[Source records]
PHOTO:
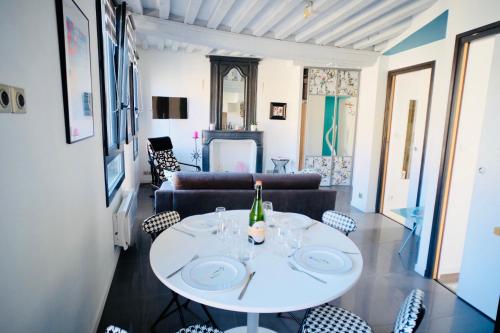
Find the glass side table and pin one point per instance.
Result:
(280, 164)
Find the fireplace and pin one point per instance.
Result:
(232, 151)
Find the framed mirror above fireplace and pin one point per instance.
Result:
(233, 92)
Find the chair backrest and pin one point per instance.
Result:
(199, 329)
(155, 224)
(161, 161)
(114, 329)
(411, 313)
(339, 221)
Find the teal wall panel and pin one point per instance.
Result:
(328, 125)
(433, 31)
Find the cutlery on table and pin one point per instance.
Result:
(184, 232)
(295, 268)
(244, 290)
(178, 270)
(311, 225)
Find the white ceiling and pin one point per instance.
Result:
(365, 25)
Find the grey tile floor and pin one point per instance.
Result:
(136, 297)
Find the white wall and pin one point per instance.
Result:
(279, 81)
(167, 73)
(57, 250)
(463, 16)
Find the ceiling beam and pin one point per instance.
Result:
(407, 10)
(219, 13)
(347, 9)
(266, 47)
(164, 9)
(286, 28)
(192, 9)
(272, 17)
(357, 21)
(246, 14)
(383, 35)
(381, 47)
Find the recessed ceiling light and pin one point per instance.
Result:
(308, 9)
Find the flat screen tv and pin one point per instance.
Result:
(169, 107)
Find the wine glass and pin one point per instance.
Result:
(221, 227)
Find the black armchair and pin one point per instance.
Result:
(161, 159)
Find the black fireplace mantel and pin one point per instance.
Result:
(208, 136)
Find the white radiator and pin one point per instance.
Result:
(124, 224)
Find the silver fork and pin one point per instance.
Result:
(292, 266)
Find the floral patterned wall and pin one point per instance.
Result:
(334, 170)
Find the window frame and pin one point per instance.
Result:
(110, 150)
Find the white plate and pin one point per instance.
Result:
(294, 220)
(323, 260)
(202, 223)
(214, 273)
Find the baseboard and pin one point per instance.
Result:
(103, 300)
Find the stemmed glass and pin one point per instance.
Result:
(221, 228)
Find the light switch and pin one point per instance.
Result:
(5, 99)
(19, 100)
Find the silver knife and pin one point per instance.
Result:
(244, 290)
(177, 271)
(184, 232)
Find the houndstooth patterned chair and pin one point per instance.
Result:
(339, 221)
(114, 329)
(411, 313)
(328, 318)
(199, 329)
(155, 224)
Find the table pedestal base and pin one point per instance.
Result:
(252, 326)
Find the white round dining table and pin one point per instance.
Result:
(274, 288)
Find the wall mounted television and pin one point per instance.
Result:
(169, 107)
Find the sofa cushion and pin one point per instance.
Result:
(288, 181)
(212, 181)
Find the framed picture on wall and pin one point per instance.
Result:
(278, 111)
(74, 51)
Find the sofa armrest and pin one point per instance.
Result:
(164, 198)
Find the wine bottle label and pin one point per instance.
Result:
(257, 232)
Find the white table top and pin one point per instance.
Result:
(274, 288)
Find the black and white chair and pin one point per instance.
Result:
(199, 329)
(339, 221)
(155, 225)
(161, 158)
(328, 318)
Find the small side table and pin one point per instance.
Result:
(280, 164)
(413, 213)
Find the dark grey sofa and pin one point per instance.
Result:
(194, 193)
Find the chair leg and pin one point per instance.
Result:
(292, 316)
(212, 321)
(413, 229)
(181, 315)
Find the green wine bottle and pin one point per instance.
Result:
(257, 226)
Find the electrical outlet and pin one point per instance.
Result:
(18, 100)
(5, 99)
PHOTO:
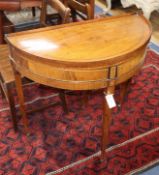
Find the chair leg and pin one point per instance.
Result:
(63, 100)
(33, 11)
(12, 105)
(18, 83)
(73, 14)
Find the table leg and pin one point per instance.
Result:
(105, 125)
(18, 83)
(1, 27)
(109, 5)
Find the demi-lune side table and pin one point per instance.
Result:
(89, 55)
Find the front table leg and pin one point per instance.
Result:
(18, 83)
(105, 125)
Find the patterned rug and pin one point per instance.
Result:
(70, 144)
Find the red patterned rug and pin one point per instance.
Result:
(70, 144)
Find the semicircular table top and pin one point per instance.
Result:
(86, 42)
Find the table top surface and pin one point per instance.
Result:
(85, 42)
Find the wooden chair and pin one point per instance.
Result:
(62, 15)
(7, 78)
(81, 8)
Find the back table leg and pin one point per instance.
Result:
(18, 83)
(105, 125)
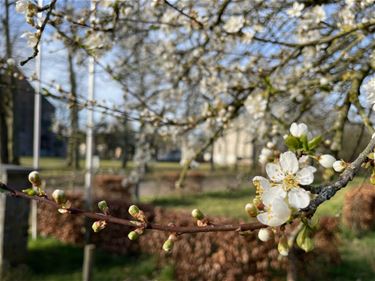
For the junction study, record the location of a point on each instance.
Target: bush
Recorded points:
(359, 208)
(202, 256)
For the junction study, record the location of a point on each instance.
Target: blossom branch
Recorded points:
(50, 8)
(136, 224)
(325, 192)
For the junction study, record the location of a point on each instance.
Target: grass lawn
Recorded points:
(358, 254)
(51, 260)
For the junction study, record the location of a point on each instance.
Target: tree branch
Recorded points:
(136, 224)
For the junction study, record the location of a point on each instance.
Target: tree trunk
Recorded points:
(73, 144)
(9, 140)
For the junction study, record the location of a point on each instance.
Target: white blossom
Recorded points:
(22, 6)
(319, 14)
(327, 160)
(264, 155)
(264, 234)
(339, 166)
(256, 105)
(234, 24)
(287, 176)
(31, 38)
(298, 130)
(277, 213)
(296, 10)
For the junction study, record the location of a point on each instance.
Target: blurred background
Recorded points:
(177, 105)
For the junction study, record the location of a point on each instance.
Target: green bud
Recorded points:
(133, 235)
(34, 178)
(59, 196)
(102, 205)
(251, 210)
(304, 240)
(29, 191)
(315, 142)
(98, 226)
(292, 143)
(283, 246)
(168, 245)
(197, 214)
(133, 210)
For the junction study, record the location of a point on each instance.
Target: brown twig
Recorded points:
(152, 226)
(50, 8)
(184, 14)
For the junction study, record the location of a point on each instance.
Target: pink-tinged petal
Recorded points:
(299, 198)
(278, 214)
(264, 183)
(274, 172)
(273, 193)
(289, 162)
(306, 175)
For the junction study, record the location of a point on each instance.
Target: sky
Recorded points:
(54, 65)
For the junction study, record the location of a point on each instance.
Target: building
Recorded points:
(24, 121)
(235, 146)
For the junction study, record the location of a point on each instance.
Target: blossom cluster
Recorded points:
(280, 196)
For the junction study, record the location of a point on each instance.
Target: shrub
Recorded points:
(359, 208)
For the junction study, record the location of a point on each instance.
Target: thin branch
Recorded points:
(184, 14)
(50, 8)
(136, 224)
(326, 192)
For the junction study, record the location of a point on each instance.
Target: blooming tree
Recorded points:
(195, 66)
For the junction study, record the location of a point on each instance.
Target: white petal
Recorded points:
(264, 183)
(273, 193)
(294, 129)
(306, 175)
(278, 214)
(302, 129)
(281, 209)
(327, 160)
(339, 166)
(274, 172)
(264, 234)
(299, 198)
(288, 162)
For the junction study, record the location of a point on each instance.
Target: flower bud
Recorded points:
(327, 160)
(102, 205)
(283, 246)
(98, 226)
(59, 196)
(168, 245)
(251, 210)
(339, 166)
(264, 234)
(304, 240)
(133, 235)
(133, 210)
(34, 179)
(298, 130)
(258, 203)
(197, 214)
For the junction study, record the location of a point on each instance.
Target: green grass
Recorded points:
(51, 260)
(221, 203)
(358, 254)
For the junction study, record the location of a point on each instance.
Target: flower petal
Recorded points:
(274, 172)
(306, 175)
(294, 129)
(288, 162)
(299, 198)
(277, 214)
(273, 193)
(263, 182)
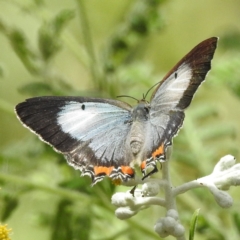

* [EXERCISE INSTRUCTIONS]
Scan the records above for the string "wine", then select every line that holds it.

* [REPLY TO THE EXERCISE]
Find the wine glass and pin one point per instance.
Find the wine bottle label and pin one point per instance.
Find the green wine bottle and pin one point per instance.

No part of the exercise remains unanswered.